Data entries:
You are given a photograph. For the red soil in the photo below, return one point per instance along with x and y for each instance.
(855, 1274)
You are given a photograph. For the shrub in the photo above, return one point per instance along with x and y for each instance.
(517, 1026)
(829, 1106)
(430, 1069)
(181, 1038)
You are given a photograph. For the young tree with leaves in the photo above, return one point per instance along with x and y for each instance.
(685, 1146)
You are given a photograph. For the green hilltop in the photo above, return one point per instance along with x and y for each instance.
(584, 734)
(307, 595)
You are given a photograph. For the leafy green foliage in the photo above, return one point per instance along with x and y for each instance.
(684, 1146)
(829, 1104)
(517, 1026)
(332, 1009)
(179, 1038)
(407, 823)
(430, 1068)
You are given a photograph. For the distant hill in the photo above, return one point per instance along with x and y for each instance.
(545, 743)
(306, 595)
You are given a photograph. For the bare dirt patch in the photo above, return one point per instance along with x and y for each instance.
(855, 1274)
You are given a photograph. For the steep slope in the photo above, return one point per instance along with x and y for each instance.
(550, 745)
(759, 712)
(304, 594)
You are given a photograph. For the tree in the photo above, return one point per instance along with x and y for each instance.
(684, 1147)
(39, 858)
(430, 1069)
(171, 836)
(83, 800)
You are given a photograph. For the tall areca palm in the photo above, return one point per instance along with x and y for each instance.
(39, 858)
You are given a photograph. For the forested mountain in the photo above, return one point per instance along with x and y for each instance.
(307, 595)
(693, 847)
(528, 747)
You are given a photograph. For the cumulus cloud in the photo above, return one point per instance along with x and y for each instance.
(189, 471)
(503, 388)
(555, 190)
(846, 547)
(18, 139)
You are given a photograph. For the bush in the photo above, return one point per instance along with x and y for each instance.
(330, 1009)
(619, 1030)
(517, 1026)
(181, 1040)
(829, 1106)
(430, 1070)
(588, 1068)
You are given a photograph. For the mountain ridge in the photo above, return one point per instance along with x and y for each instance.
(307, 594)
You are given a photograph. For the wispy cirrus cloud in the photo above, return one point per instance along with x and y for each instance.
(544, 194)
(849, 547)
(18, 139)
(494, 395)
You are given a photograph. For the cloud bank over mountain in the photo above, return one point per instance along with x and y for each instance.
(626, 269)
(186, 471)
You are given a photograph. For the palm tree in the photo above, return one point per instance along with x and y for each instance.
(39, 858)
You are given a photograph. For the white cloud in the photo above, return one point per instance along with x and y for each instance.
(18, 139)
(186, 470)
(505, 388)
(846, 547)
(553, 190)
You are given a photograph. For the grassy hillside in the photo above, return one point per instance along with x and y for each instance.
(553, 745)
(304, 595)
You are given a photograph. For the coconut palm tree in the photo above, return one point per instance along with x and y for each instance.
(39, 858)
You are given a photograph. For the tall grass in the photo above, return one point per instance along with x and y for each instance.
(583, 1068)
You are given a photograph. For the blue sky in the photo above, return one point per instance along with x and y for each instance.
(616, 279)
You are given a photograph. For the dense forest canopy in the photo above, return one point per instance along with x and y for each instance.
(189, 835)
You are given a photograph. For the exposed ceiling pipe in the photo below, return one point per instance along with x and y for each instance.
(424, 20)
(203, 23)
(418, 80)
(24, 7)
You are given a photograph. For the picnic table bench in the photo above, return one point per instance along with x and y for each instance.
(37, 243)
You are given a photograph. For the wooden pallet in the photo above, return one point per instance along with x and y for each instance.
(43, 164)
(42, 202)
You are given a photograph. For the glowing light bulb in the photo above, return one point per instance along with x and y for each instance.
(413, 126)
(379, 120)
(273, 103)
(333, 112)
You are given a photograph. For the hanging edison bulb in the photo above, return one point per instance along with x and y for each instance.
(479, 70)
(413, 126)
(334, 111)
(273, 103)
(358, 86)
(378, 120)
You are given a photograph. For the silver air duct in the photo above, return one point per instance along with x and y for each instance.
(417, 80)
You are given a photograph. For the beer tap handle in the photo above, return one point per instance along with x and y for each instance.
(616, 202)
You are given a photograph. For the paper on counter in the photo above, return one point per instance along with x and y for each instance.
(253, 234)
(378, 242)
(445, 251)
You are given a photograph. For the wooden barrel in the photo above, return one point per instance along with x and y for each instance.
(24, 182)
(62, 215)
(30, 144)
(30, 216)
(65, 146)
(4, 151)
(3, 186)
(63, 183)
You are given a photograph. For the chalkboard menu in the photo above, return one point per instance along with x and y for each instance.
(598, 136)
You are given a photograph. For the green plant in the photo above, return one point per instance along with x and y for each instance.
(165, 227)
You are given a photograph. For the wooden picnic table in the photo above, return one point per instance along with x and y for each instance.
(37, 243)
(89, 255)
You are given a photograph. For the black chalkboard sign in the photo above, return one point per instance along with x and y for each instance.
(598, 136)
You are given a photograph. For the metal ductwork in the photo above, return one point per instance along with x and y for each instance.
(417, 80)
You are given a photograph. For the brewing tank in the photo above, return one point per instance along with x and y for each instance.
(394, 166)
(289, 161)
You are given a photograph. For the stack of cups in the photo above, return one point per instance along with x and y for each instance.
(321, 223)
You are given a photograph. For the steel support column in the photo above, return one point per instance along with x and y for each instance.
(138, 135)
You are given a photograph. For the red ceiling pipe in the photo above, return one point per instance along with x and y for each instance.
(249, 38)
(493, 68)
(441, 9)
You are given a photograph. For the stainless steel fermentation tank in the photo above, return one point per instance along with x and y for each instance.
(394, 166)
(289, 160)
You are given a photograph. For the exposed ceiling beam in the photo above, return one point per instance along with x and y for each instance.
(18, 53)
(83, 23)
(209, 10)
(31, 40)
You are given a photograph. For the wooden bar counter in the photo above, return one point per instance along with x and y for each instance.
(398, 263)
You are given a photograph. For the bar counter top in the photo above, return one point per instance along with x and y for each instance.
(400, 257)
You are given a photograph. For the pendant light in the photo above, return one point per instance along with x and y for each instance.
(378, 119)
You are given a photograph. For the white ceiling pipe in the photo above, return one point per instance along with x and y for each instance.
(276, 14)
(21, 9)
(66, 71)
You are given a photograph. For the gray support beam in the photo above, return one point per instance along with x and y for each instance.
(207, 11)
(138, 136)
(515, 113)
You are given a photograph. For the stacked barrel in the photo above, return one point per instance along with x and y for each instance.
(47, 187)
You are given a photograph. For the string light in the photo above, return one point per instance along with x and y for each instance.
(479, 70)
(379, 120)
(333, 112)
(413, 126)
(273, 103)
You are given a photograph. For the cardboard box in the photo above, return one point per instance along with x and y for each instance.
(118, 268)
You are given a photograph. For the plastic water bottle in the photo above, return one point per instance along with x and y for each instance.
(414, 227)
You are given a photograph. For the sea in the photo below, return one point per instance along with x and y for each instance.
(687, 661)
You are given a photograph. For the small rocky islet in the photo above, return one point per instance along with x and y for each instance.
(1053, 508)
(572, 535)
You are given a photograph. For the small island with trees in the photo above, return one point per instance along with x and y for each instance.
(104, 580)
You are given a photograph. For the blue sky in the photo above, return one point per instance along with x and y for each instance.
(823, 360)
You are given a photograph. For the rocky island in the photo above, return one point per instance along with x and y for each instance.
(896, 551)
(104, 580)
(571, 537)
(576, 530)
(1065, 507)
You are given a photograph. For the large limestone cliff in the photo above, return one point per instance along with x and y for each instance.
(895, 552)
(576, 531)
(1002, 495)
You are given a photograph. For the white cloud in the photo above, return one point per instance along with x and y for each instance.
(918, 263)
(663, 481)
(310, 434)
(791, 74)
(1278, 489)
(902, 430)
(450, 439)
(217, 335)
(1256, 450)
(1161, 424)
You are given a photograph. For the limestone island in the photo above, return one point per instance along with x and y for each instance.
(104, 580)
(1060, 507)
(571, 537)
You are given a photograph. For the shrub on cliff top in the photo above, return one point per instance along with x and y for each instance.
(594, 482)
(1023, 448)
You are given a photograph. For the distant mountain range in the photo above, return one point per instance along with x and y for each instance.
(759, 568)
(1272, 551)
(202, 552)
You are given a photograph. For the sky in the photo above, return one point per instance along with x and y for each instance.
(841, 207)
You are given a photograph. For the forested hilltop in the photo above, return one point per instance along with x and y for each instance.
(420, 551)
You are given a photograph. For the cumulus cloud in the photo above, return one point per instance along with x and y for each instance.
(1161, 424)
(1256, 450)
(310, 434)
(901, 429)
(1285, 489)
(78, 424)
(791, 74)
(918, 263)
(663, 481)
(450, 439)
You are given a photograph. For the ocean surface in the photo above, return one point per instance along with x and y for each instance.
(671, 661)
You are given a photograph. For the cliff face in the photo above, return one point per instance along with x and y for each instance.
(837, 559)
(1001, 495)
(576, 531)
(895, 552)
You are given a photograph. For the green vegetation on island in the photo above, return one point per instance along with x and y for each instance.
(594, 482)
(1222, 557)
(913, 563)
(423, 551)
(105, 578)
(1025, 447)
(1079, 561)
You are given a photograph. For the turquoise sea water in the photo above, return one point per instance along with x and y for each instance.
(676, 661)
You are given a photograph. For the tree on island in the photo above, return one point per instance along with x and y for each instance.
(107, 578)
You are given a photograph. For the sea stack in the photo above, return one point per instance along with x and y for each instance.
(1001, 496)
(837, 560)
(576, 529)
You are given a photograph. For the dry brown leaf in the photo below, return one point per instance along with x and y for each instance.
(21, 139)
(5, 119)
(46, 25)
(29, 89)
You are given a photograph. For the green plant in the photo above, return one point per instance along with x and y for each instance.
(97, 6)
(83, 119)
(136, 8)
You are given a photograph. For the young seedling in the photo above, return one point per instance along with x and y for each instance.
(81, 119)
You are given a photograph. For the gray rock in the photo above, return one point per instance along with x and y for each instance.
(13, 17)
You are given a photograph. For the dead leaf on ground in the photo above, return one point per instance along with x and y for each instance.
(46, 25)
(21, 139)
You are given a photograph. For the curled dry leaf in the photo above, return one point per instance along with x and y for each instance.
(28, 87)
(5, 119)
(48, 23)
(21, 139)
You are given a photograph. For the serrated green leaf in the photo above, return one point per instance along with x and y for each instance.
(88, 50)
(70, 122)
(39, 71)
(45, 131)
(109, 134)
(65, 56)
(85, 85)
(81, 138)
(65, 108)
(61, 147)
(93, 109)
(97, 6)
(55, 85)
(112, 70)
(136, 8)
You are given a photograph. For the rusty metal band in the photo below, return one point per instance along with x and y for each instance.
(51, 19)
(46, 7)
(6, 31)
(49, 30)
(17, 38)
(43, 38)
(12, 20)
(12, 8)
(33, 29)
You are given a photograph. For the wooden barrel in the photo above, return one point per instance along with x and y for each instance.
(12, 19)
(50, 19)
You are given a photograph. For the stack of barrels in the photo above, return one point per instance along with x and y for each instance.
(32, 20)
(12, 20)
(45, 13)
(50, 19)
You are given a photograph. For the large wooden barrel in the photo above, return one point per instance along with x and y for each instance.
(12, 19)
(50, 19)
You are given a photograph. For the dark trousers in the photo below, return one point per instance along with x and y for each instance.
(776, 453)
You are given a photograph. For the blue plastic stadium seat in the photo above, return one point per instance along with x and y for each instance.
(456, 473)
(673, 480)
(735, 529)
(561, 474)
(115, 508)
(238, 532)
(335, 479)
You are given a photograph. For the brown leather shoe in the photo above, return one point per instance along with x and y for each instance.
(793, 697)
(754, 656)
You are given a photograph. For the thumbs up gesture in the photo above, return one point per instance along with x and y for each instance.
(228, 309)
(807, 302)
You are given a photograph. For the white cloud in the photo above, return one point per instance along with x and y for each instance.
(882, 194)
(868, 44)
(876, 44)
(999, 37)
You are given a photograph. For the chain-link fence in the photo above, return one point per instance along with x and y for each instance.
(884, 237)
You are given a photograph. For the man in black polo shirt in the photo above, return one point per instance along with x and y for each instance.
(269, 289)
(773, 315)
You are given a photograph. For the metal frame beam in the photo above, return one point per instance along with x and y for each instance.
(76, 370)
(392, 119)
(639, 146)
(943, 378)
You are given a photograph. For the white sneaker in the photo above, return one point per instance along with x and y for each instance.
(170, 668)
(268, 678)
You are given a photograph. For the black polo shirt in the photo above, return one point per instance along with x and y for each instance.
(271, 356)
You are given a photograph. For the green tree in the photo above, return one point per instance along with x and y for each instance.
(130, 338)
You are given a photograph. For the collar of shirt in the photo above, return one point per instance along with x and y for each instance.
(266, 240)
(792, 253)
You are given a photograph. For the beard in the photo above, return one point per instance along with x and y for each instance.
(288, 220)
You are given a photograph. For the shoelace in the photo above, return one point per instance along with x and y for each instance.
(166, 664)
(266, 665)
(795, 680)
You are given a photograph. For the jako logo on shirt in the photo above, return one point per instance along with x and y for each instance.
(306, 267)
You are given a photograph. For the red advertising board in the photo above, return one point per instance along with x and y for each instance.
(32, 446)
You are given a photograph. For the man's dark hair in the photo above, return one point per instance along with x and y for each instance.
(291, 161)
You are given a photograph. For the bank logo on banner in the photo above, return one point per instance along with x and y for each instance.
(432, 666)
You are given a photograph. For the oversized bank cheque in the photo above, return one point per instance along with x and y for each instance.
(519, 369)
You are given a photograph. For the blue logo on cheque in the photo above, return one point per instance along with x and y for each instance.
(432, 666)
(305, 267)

TASK ITEM. Look above for the line with "You are given a photograph. For the blue logo", then copy it and each later line exactly, stopping at the last line of the records.

RESULT OF THE EXERCISE.
You are given a photograph. For the blue logo on cheque in the photo above, return one point per instance along with x and y for each instance.
(432, 666)
(305, 267)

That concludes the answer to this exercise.